■ **Your objective**:
According to the sewing blog text, how much did the fabric for the McCall's 6388 top cost?

■ **Quoted text**:

Start

Wednesday, November 21, 2012

mccalls 6388

i've been needing to add a few pieces to my oldest daughter's wardrobe. whenever i bring home/receive in the mail new fabrics, the first thing out of my kids' mouths is: "is it for me???" the answer is usually no, so i have to appease my conscience by occasionaly making stuff for the ones who are constantly outgrowing their clothes. since anastasia is the first of three girls, she gets all the love (much to the chagrin of her younger sisters). once she outgrows the "mommy-mades" at least there are two standing in the wings to be the next recipient. the baby brother sometimes gets new makes, but since he's the only boy i have a hard time bringing myself to make clothes that will only get a few month's wear.


anastasia already has loads of knit tops (of the old navy and target variety) so i picked up mccalls 6388 to make her something in a woven. i found this bright fabric on the clearance table at joanns for $1.50. stupid cheap! it's from their "homespun" whatever line that hides out in the quilting section. maybe people quilt with this stuff, but all i see are visions of cute dresses and button down tops.


the only design changes i made were to the sleeves. the pattern has a short sleeve with a gathered piece attached to make it long sleeve. i guess that's cool, but given the bright rainbow-yness of the fabric, i decided to err on the side of not looking like a clown and simplified it. i adjusted the sleeve to be one piece, gathered at the cuff with elastic in a self fabric casing, and shortened to a 3/4 length (she adores the 3/4 sleeve).


other cosmetic changes... i used snaps in place of buttons and cut the yoke portion on the bias for contrast (interfaced to retain shape). the inside yoke/facing i cut on the straight of grain since i didn't need any stretching to happen. she loves this top and the roomy fit will make it so she doesn't outgrow it in two weeks. i'm sure her next-in-line sister will have to pry it from her hands when the time comes.

wishing my fellow usa people a wonderful thanksgiving! try not to get trampled on black friday, okay?

—lisa g.

Thursday, November 8, 2012

what i'm working on now...

kind of had to take a breather after finishing my coat. that was intense! of course by "breather" i mean make a few simple things that don't require much thought. i'll get to those soon, but i'm just too excited about my next project and wanted to share.

i love plaid. maybe it's my growing up in the grunge 90s that has solidified my love of all things plaid. i lived in oversized flannel button-downs (though why i ever thought XXL was "my size" will forever remain a mystery). that said, i've wanted a plaid flannel dress for as long as i can remember. since i haven't done much winter sewing ever... now is the time! 

if you go to the source, check out the neckline treatment. it looks
like exposed bias binding with the raw edge left to fray slightly.

End

■ **Dataset lines on where objects appear**:

Start

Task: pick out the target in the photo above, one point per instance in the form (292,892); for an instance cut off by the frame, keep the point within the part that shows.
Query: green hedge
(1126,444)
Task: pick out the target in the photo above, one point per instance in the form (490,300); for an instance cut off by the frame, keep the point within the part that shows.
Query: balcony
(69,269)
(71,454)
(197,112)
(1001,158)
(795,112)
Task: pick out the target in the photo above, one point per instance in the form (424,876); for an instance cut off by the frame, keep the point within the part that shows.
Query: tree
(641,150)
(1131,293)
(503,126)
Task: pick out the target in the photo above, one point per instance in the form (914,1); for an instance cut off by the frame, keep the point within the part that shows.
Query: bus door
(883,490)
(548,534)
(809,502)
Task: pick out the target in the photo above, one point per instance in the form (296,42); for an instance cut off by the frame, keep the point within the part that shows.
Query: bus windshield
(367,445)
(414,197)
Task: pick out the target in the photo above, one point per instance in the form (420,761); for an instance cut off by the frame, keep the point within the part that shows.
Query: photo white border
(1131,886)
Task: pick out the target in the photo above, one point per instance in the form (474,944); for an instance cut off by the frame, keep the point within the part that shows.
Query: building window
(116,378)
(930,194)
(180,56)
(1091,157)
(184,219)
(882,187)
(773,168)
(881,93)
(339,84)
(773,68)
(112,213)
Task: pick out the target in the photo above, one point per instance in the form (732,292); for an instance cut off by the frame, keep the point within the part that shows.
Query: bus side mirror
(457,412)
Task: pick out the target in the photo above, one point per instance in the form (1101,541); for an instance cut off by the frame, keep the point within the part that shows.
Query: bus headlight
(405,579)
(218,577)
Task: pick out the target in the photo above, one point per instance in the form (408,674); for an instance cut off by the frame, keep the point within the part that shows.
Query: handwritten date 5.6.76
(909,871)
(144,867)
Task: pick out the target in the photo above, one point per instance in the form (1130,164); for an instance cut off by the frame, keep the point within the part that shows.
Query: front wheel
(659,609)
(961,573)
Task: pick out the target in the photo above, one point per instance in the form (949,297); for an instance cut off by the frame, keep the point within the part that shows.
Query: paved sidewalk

End

■ **Output of the task**:
$1.50